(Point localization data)
---

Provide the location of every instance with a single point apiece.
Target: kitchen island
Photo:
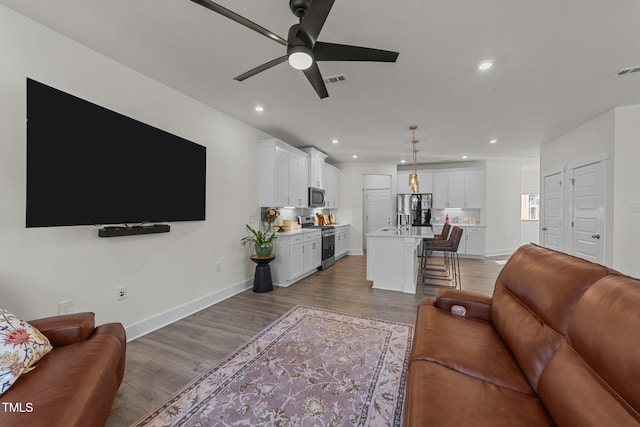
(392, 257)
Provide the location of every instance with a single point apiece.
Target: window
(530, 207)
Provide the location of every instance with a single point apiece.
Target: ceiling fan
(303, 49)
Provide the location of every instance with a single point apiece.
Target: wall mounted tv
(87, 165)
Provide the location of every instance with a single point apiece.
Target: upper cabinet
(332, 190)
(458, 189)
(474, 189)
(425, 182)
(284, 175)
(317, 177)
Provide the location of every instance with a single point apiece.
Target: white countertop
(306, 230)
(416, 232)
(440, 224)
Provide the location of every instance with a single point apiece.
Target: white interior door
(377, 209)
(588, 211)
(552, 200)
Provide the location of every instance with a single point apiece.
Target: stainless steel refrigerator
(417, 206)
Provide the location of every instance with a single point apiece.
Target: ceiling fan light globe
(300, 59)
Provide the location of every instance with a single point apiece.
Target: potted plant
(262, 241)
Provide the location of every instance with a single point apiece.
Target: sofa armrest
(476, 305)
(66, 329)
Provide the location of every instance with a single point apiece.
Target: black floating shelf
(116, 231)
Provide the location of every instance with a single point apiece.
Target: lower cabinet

---

WHAT IS NEEDED: Restate each entry word for word; pictures stay out of the copy.

SOLUTION TO THE EXERCISE:
Provide the location of every instance with a single point apiece.
Target: kitchen island
Photo:
(392, 257)
Provide the location of every instance with a single point apiece.
Target: window
(530, 207)
Provide the location of every instance with a single point apiece.
Target: ceiling fan
(303, 49)
Provide the location of every instance with a single point apiece.
Target: wall mounted tv
(87, 165)
Provide the location of every instance with a single point apiece.
Target: upper cabinet
(332, 190)
(458, 189)
(474, 189)
(425, 182)
(284, 175)
(317, 177)
Provide the location of every instance with a single point apiece.
Target: white countertop
(306, 230)
(416, 232)
(440, 224)
Provide the location of every instance with a single point apiece.
Target: white interior door
(377, 209)
(588, 211)
(552, 200)
Provide the location of every instance with a single point apiece.
Target: stainless steel refrigerator
(417, 206)
Provide the location of every instance with a single point apiece.
Target: ceiling fan light globe
(300, 59)
Provide the location of every instance with a single point apiece.
Target: potted plant
(262, 241)
Provide the location of every instance with a single point apiece.
Target: sofa armrest
(476, 305)
(66, 329)
Provide the location of every instance with a single point apiece.
Target: black floating shelf
(116, 231)
Provide the location of every instance with a single point apiece.
Target: lower cabinet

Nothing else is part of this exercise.